Data items

============================================================

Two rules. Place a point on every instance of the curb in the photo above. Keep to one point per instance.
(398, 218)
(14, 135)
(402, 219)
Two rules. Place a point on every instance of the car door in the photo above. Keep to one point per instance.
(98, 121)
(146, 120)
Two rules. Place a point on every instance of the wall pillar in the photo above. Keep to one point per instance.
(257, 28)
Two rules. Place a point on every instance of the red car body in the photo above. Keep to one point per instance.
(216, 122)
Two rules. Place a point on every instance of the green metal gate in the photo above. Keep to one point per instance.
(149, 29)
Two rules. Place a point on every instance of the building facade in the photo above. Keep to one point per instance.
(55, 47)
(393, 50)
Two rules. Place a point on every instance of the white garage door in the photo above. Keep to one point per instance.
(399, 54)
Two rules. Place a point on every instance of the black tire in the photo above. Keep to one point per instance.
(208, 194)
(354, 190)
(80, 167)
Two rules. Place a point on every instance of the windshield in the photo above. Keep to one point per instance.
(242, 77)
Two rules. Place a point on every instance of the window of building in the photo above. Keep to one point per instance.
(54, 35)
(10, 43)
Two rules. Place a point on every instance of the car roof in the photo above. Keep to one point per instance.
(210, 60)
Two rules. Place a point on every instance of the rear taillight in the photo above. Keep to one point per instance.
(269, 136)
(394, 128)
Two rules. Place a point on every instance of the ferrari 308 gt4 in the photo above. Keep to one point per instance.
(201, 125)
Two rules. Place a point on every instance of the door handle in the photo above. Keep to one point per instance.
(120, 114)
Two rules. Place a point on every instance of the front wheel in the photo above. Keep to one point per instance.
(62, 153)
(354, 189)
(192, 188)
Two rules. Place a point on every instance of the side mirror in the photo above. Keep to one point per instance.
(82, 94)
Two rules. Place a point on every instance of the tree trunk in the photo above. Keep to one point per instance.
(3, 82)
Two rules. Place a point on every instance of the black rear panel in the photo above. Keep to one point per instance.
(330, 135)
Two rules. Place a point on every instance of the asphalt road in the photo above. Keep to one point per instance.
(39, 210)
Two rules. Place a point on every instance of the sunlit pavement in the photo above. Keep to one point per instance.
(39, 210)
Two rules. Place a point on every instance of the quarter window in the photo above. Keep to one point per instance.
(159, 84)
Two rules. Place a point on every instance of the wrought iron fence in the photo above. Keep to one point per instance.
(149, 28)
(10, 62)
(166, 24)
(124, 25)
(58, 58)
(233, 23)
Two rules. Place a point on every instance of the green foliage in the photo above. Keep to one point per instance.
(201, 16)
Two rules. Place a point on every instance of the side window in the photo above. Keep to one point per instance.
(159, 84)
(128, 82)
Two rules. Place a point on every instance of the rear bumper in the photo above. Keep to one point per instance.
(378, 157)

============================================================

Set down the data in full, word for word.

Two rules. Place a point on every instance of the curb in the photo above. Keep to one point per instance.
(398, 218)
(14, 135)
(402, 219)
Two rules. Place a point on every instance of the car door in the photo above. Keep to one point per instance.
(98, 121)
(146, 120)
Two rules. Place a point on every instance of the wall pillar in the photo above. Keep to one point per instance.
(257, 28)
Two rules. Place a point on every instance of the red car body in the photo above. Keep to one point per instance.
(216, 122)
Two rules. Place a point on every instance of the green metal gate in the photo above. Keep to one point per instance.
(149, 29)
Two rules. Place a point on every instance of the building facade in the photo above. Keep to one point per instance.
(55, 47)
(393, 50)
Two rules. Place a point on every instance of the white garage door in the photo above. Keep to one point per instance.
(399, 54)
Two rules. Place a point on every instance of the black tire in the photo above. Keep to one point per instance.
(208, 194)
(354, 190)
(80, 167)
Two rules. Place a point on every instance of the windshield in the photo above. Keep to one point per instance.
(242, 77)
Two rules. Place a point on every instance of the window of building in the photo above. Keep to one point per instance.
(54, 35)
(10, 43)
Two rules. Place a point on every instance of the car roof in the photo above. Keep to one point per instance.
(210, 60)
Two rules. Place a point on every instance of the rear taillight in the photo above. Keep to one point per instance.
(269, 136)
(394, 128)
Two rules. Place a point on every instance of the ferrari 308 gt4 in the photo above. Keep to one point per instance.
(201, 125)
Two rules. Place a point on every instance of the door handle in the photo above. Keep to one point per instance.
(120, 114)
Two rules. Place a point on every instance of the front wheel in the photo above. Keep to one point per instance.
(62, 153)
(354, 189)
(192, 188)
Two rules. Place a point on every instance of the side mirror in the photo above. Keep to one point per instance.
(82, 94)
Two rules. Place a point on every instance of the tree trunk in the photo above. Keep to one point per instance.
(3, 82)
Two rules. Place a point on every instance of the black rear panel in the photo above. Keep to one point per instance.
(330, 135)
Two rules. Place a point on every instance of the asphalt road in the photo above. Keep to one point per instance.
(39, 210)
Two rules. Place a point on every instance of the sunlit pavement in the photo above. Keep to one point per instance.
(39, 210)
Two rules. Place a point on every instance of the quarter window in the photo above. Keep to one point per instance.
(159, 84)
Two rules. Place a point on every instance of the wrought iron fence in the photo above. Keep to one point per instance.
(149, 28)
(10, 62)
(166, 24)
(124, 25)
(58, 58)
(233, 23)
Two rules. Place a point on every instance of the green foliage in the photo above. Keep to one point per instance.
(201, 16)
Two rules. Place a point on every instance of the side window in the photo above. Keep to one point per instance.
(159, 84)
(128, 82)
Two rules. Place a point on every instance of the rear bumper in the photo above. Keep to one point per instance.
(378, 157)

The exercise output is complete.